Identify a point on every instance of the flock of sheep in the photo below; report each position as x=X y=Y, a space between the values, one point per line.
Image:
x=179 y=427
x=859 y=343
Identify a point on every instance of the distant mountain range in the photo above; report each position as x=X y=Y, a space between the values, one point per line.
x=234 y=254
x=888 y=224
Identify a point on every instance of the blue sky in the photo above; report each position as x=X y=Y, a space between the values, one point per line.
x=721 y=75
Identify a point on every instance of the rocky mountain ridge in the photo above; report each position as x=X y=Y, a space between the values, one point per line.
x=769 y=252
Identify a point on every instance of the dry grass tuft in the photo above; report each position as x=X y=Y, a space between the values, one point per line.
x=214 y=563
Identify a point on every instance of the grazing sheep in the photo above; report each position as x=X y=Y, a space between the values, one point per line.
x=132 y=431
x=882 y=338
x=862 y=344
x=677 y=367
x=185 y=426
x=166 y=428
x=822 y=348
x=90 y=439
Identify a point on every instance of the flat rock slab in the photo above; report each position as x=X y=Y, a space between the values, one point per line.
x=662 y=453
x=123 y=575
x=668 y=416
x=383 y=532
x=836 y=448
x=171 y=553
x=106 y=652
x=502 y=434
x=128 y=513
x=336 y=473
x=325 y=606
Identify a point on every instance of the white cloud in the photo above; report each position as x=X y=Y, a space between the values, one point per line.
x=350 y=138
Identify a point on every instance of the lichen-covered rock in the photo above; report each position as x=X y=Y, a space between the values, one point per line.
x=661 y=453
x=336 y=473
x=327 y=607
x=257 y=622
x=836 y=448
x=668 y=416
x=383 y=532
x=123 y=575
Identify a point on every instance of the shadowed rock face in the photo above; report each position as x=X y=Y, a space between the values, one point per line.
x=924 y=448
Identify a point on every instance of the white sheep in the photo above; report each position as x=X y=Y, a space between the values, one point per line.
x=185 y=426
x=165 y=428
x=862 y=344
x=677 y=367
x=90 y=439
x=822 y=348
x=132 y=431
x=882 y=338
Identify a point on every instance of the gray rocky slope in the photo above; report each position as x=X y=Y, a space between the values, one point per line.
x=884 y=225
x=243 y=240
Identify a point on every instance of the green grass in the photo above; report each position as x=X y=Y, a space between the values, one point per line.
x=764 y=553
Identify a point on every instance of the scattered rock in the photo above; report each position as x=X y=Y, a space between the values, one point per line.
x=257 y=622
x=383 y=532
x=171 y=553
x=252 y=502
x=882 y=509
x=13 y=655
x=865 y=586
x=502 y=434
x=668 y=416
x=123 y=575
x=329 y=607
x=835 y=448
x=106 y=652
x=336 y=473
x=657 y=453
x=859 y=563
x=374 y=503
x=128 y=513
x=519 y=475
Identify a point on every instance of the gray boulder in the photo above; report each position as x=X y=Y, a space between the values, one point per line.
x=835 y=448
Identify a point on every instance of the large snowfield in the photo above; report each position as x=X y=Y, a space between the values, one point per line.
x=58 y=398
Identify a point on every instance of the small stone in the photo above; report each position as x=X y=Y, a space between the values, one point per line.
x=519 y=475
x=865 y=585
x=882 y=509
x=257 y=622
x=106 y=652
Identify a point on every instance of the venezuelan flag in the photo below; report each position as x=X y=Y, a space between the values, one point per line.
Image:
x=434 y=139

....

- _ESERCIZIO_
Rendi tutte le righe qui sopra come CSV a due colonne, «testo» e «risposta», con un record per ciascun testo insieme alla sua risposta. Metti ogni campo tra virgolette e sostituisci gli a capo con spazi.

- _RISULTATO_
testo,risposta
"Identify a point on every instance of the flock of sheep in the photo below; report each position as x=X y=Y, a space between the values, one point per line. Image:","x=179 y=427 x=859 y=343"
"Identify a point on every instance of the distant mountain range in the photo above; report each position as x=X y=Y, a space between the values, one point per line.","x=234 y=254 x=888 y=224"
"Identify a point on every instance of the blue sky in the photo above; report each position as x=X y=Y, a space between the values, one point per line.","x=721 y=75"
"Identify a point on every instance of the rocky mountain ridge in the photo above; report each position as x=X y=Y, a space between the values, one point per line.","x=769 y=252"
"Identify a point on every instance of the dry grass tuft in the photo above; report each position as x=X y=Y, a space between the values, one point per line.","x=214 y=563"
"Identify a point on every instance of the grazing sheep in the photo above; report each position as x=X y=Y, a space between the values, one point per line.","x=132 y=431 x=882 y=338 x=862 y=344 x=677 y=367 x=185 y=426 x=166 y=428 x=822 y=348 x=90 y=439"
"Identify a point on every instance of the flat rock slab in the photo above; report each position as x=X y=Y, a space between the values, one point per line.","x=662 y=453 x=123 y=575 x=668 y=416 x=383 y=532 x=836 y=448 x=171 y=553 x=106 y=652 x=502 y=434 x=128 y=513 x=336 y=473 x=325 y=606"
"Identify a point on every instance of the white cloud in the photo above; report each position as x=X y=Y, a space between the values, one point per line.","x=350 y=138"
"Identify a point on every instance of the lichen-covered rock in the photo above; report each position as x=X y=Y, a space between the values, one point per line.","x=661 y=453 x=336 y=473 x=327 y=607 x=257 y=622 x=836 y=448 x=668 y=416 x=383 y=532 x=123 y=575"
"Identify a point on every instance of the shadowed rock face in the photo above; report each position as x=X y=Y, a space between the values, one point per line.","x=924 y=448"
"Identify a point on every instance of the white sheep in the photo above; report each position as x=X y=Y, a space between the values, one point per line.","x=185 y=426 x=165 y=428 x=862 y=344 x=677 y=367 x=90 y=439 x=822 y=348 x=132 y=431 x=882 y=338"
"Identify a point on every instance of the gray rocky slope in the photo above; report each position as x=X y=Y, a space between the values, one point per line.","x=884 y=225 x=243 y=240"
"Identify a point on every instance of the green grass in the photo above; report each position as x=X y=Y, a space between the values, one point per line.","x=764 y=553"
"Identify a point on every instance of the scattered rock in the photo above; report each position as x=X y=Y, a space between the values, one point per line.","x=257 y=622 x=383 y=532 x=171 y=553 x=252 y=502 x=882 y=509 x=13 y=655 x=865 y=586 x=502 y=434 x=668 y=416 x=123 y=575 x=329 y=607 x=835 y=448 x=106 y=652 x=336 y=473 x=657 y=453 x=859 y=563 x=374 y=503 x=128 y=513 x=519 y=475"
"Identify a point on every instance of the gray boulder in the photo above; report each position as x=X y=Y, a space between the values, one point per line.","x=835 y=448"
"Identify a point on every instance of the large snowfield in the photo above; report each position as x=X y=Y, a space between the values, one point per line.","x=58 y=398"
"Identify a point on every instance of the small stone in the photo above; report each position as x=X y=Y, a space between the values, one point per line.","x=519 y=475 x=865 y=585 x=882 y=509 x=257 y=622 x=106 y=652"
"Identify a point on every instance of the venezuelan flag in the photo below; report each position as x=X y=Y, a space between the values, one point per line. Image:","x=434 y=139"